╭──

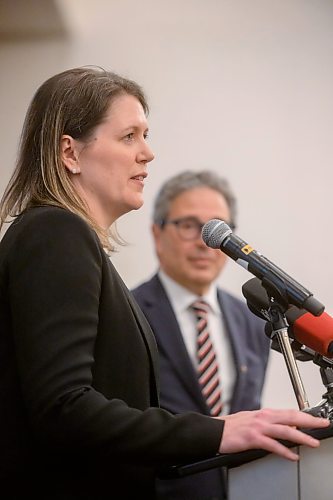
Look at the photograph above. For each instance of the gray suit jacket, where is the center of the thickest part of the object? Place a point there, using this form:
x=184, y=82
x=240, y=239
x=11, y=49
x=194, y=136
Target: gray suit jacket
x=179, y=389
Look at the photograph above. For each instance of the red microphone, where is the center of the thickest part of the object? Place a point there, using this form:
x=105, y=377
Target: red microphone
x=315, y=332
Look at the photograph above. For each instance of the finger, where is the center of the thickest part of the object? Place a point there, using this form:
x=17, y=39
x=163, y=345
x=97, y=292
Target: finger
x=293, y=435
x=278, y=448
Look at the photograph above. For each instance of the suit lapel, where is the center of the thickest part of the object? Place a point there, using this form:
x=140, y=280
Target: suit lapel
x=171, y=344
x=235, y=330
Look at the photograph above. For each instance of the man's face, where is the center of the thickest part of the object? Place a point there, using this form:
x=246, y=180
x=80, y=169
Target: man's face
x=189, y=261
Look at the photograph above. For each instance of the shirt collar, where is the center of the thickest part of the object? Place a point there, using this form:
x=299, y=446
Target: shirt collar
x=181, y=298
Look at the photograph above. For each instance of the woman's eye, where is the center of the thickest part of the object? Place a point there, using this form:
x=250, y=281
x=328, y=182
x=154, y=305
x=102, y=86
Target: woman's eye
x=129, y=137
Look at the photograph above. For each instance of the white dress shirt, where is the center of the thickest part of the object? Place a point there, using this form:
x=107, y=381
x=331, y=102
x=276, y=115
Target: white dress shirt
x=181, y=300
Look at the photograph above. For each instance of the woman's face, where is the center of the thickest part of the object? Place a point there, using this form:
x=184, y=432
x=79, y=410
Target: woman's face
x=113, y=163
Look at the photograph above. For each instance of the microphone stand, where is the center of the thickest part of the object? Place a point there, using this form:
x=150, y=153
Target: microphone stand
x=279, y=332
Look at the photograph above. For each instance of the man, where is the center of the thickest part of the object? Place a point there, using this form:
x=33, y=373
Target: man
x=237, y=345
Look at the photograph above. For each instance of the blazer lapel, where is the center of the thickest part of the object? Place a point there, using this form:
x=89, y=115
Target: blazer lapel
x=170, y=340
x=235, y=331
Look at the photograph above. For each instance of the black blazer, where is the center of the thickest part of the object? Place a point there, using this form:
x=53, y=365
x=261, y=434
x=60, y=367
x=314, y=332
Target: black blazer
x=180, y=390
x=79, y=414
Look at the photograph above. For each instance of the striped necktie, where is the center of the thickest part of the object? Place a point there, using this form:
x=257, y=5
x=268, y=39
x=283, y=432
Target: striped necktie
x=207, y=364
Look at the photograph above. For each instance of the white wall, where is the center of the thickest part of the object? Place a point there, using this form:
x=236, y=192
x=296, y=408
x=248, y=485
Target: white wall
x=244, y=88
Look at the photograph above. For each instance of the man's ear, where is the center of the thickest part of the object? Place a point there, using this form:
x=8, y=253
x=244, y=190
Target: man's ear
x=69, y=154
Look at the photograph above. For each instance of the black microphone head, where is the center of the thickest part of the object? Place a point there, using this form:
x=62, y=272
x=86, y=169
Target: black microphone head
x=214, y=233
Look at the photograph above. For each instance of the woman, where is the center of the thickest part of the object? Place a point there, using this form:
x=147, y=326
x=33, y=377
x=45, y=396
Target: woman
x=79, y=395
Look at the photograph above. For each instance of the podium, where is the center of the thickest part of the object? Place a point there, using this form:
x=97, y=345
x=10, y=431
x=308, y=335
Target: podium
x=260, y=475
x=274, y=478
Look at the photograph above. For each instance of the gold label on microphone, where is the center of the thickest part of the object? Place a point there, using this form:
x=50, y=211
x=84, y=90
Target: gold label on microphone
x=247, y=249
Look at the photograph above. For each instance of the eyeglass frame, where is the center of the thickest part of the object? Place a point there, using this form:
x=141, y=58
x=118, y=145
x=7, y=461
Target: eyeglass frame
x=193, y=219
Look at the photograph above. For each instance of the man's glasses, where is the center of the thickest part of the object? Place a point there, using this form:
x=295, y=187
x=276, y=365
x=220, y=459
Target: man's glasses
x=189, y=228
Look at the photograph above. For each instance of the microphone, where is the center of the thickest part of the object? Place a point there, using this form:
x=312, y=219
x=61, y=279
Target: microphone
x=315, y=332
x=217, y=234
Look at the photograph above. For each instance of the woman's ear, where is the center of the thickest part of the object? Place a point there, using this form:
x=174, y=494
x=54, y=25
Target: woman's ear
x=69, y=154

╰──

# What you are asked to do:
Copy out every one of the records above, word for word, and leave out the pictures.

# Exercise answer:
Look at the photograph above. For each instance of the gray suit jacket, where is the center of the thickest part of the object? Place a point there, using this form:
x=184, y=82
x=240, y=239
x=11, y=49
x=194, y=136
Target: gray suit jacket
x=179, y=389
Look at the photograph above. For each instance of the red microphone, where is the center of the thickest part of the object? Place a point there, using this form:
x=105, y=377
Target: red microphone
x=315, y=332
Look at the photograph above. For each instance of the finger, where is the center of the thickest part of the object? Place a point there, using this form:
x=17, y=39
x=163, y=345
x=97, y=292
Target: finger
x=293, y=435
x=278, y=448
Look at the photograph above. For each instance of the suit lapel, where is the center of the thickest part of the object? Place a point there, using this form:
x=140, y=280
Target: suit lapel
x=171, y=344
x=235, y=330
Look at the photograph above. For each instance of the man's face, where is the center of the thickest part of the object? Place a point there, using this form:
x=246, y=180
x=80, y=169
Target: man's face
x=189, y=261
Look at the photograph above. For each instance of the shirt collar, where is the center of the thickest part of the object? Place a point there, using this form:
x=299, y=446
Target: shirt collar
x=181, y=298
Look at the photograph above. For each instance of the woman's eye, where is the center of the thickest part of the object? Place a point there, using this form:
x=250, y=281
x=328, y=182
x=154, y=305
x=102, y=86
Target: woman's eye
x=129, y=137
Look at the photograph above. For each instance of the white dress shirt, where is the center of the thickest part of the object? Place a point there, using this form:
x=107, y=381
x=331, y=102
x=276, y=115
Target: white dress shirt
x=181, y=300
Look at the photograph above. For each instance of the woman's face, where is the center of the thickest part of the object? Place a point there, using this form:
x=184, y=432
x=79, y=410
Target: woman's face
x=113, y=163
Look at the photograph above. For each instance of the microphone stand, where is the center of the thickest part of the object? Place a point there, using this form:
x=150, y=153
Target: microphone stand
x=279, y=332
Look at the photograph above. For each instance of the man, where is the center of the thickest part of the object? Place a point there, using this form:
x=33, y=373
Target: man
x=237, y=345
Look at the photograph above. For each instance of the blazer lapel, where is the center of the thickest part of the object? Place a point there, using this form:
x=89, y=115
Target: blazer lapel
x=170, y=340
x=235, y=331
Look at the photograph above. For each instance of the black blazer, where is the center of the thickest part of the object? Place a point there, using this form:
x=53, y=365
x=261, y=434
x=60, y=367
x=314, y=332
Target: black blazer
x=180, y=390
x=79, y=414
Look at the photograph above. For each instance of the striped necktie, where is the center of the thickest part of the object? Place a point there, using this form:
x=257, y=5
x=268, y=39
x=283, y=432
Target: striped necktie
x=207, y=364
Look at the photograph above. For each instance of the white wall, where is the center of the thickest part of the object? Place a point there, using this form:
x=236, y=192
x=296, y=408
x=248, y=485
Target: white wall
x=244, y=88
Look at the photograph above. For each instance of the man's ear, where is the center of the thickest part of the object? Place a point there, using this form:
x=8, y=253
x=244, y=190
Target: man's ear
x=69, y=154
Look at the photograph above. For each instance of the black microphone head, where is the center of the thickest part of the object? Place a point there, using this form:
x=62, y=272
x=86, y=169
Target: black microphone head
x=214, y=233
Look at the photograph above. For each instance of the woman, where is the center of the thickest part of the object? Place a point there, using this form:
x=147, y=326
x=33, y=377
x=45, y=396
Target: woman
x=79, y=395
Look at the photograph above. For each instance of the podium, where is the center of the thickest part of the object? Place a point there, using this form:
x=97, y=345
x=10, y=431
x=308, y=335
Target: podium
x=260, y=475
x=274, y=478
Look at the photograph above. For each instance of the gold label on microphone, where is the center of the thickest part of the object? Place a point there, using this form:
x=50, y=211
x=84, y=90
Target: gold label on microphone
x=247, y=249
Look at the photograph above. For each instance of the eyeglass frame, where is the center of the thickest part of the object? Place a point there, using this form:
x=141, y=58
x=118, y=145
x=7, y=461
Target: eyeglass frame
x=193, y=219
Look at the photograph above. For each instance of the man's glasses, where is the center of the thickest part of the object? Place a point there, using this form:
x=295, y=187
x=276, y=365
x=220, y=459
Target: man's glasses
x=189, y=228
Look at the photograph above. For each instance of the microphone, where is the center of the thickest part of the object? Place a point there, using this form:
x=312, y=219
x=61, y=279
Target: microphone
x=315, y=332
x=217, y=234
Look at the photograph above. For each instance of the woman's ear, where is the center of the thickest part of the object? Place a point there, using this form:
x=174, y=494
x=54, y=25
Target: woman's ear
x=69, y=154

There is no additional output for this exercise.